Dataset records

- - -

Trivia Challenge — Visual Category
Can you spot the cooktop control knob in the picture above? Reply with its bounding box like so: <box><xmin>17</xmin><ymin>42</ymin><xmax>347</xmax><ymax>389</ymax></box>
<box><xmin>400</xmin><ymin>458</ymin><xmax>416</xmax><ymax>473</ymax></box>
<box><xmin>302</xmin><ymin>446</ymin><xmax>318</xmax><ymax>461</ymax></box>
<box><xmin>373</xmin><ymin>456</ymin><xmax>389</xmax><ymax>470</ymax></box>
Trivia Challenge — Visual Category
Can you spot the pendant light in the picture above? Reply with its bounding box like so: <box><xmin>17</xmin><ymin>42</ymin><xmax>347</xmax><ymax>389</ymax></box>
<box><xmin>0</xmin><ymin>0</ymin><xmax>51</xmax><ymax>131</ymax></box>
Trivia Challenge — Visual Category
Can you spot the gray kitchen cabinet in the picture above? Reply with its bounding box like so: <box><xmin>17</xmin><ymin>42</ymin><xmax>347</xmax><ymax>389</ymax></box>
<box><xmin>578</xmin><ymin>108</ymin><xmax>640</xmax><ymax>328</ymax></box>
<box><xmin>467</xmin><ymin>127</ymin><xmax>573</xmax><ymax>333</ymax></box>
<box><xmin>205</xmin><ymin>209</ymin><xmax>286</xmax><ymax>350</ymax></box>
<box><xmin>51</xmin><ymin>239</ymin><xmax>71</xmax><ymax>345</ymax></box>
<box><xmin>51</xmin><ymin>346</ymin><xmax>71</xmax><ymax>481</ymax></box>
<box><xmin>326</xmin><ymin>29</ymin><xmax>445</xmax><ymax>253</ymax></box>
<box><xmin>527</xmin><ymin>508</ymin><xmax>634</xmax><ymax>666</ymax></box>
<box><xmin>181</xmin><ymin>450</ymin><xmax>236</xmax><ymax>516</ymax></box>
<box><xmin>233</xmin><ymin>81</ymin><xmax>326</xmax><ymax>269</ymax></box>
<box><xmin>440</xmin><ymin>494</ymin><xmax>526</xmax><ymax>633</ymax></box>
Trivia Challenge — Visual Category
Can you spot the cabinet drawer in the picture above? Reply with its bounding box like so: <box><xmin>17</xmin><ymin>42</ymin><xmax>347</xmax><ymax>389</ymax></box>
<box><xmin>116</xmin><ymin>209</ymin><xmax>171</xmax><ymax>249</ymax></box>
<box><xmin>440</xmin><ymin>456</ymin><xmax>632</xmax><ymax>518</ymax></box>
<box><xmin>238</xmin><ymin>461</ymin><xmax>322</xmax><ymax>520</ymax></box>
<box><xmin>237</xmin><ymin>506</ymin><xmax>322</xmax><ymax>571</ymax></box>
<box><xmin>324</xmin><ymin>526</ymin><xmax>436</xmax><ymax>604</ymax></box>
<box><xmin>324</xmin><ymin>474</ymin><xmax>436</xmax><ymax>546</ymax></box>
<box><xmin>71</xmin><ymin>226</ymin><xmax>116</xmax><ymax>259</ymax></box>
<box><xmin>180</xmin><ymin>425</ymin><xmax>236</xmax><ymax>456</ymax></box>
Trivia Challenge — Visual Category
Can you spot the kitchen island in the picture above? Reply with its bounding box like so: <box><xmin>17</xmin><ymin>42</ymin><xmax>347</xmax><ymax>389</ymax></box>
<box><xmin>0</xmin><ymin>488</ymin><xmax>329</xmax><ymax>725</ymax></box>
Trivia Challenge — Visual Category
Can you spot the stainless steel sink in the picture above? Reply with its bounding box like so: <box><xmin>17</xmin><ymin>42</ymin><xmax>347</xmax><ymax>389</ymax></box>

- - -

**PROBLEM STATEMENT**
Copy out every line of the material above without changing anything.

**FINISHED TASK**
Trivia Challenge — Visual Category
Can you spot the cooktop control knob in the picture above? Reply with its bounding box like so: <box><xmin>17</xmin><ymin>42</ymin><xmax>347</xmax><ymax>389</ymax></box>
<box><xmin>400</xmin><ymin>458</ymin><xmax>416</xmax><ymax>473</ymax></box>
<box><xmin>302</xmin><ymin>446</ymin><xmax>318</xmax><ymax>461</ymax></box>
<box><xmin>373</xmin><ymin>456</ymin><xmax>389</xmax><ymax>470</ymax></box>
Trivia Challenge — Visual Category
Can you spot the pendant light in the picture above? Reply with its bounding box like so: <box><xmin>17</xmin><ymin>42</ymin><xmax>347</xmax><ymax>389</ymax></box>
<box><xmin>0</xmin><ymin>0</ymin><xmax>51</xmax><ymax>131</ymax></box>
Trivia Challenge — Visual Category
Can you spot the gray kitchen cabinet in the picture above? Reply with its bounding box like so: <box><xmin>17</xmin><ymin>42</ymin><xmax>347</xmax><ymax>389</ymax></box>
<box><xmin>578</xmin><ymin>108</ymin><xmax>640</xmax><ymax>328</ymax></box>
<box><xmin>467</xmin><ymin>127</ymin><xmax>573</xmax><ymax>333</ymax></box>
<box><xmin>205</xmin><ymin>209</ymin><xmax>286</xmax><ymax>350</ymax></box>
<box><xmin>51</xmin><ymin>239</ymin><xmax>71</xmax><ymax>345</ymax></box>
<box><xmin>51</xmin><ymin>346</ymin><xmax>71</xmax><ymax>481</ymax></box>
<box><xmin>326</xmin><ymin>29</ymin><xmax>445</xmax><ymax>253</ymax></box>
<box><xmin>527</xmin><ymin>508</ymin><xmax>634</xmax><ymax>666</ymax></box>
<box><xmin>181</xmin><ymin>450</ymin><xmax>236</xmax><ymax>516</ymax></box>
<box><xmin>233</xmin><ymin>81</ymin><xmax>326</xmax><ymax>269</ymax></box>
<box><xmin>440</xmin><ymin>494</ymin><xmax>526</xmax><ymax>633</ymax></box>
Trivia Challenge — Visual Category
Can you spot the cabinet drawer in the picture above? Reply with its bounding box like so: <box><xmin>17</xmin><ymin>42</ymin><xmax>347</xmax><ymax>389</ymax></box>
<box><xmin>116</xmin><ymin>209</ymin><xmax>171</xmax><ymax>249</ymax></box>
<box><xmin>440</xmin><ymin>456</ymin><xmax>632</xmax><ymax>518</ymax></box>
<box><xmin>238</xmin><ymin>461</ymin><xmax>322</xmax><ymax>520</ymax></box>
<box><xmin>237</xmin><ymin>506</ymin><xmax>322</xmax><ymax>571</ymax></box>
<box><xmin>324</xmin><ymin>526</ymin><xmax>436</xmax><ymax>604</ymax></box>
<box><xmin>324</xmin><ymin>474</ymin><xmax>436</xmax><ymax>546</ymax></box>
<box><xmin>71</xmin><ymin>226</ymin><xmax>116</xmax><ymax>259</ymax></box>
<box><xmin>180</xmin><ymin>425</ymin><xmax>236</xmax><ymax>456</ymax></box>
Trivia Challenge — Visual Category
Can you spot the kitchen island in the picture above? Reply with its bounding box like so: <box><xmin>17</xmin><ymin>42</ymin><xmax>347</xmax><ymax>389</ymax></box>
<box><xmin>0</xmin><ymin>488</ymin><xmax>329</xmax><ymax>725</ymax></box>
Trivia Challenge — Visual Category
Can you spot the stainless steel sink in the picture above? Reply with its bounding box like so: <box><xmin>17</xmin><ymin>42</ymin><xmax>347</xmax><ymax>389</ymax></box>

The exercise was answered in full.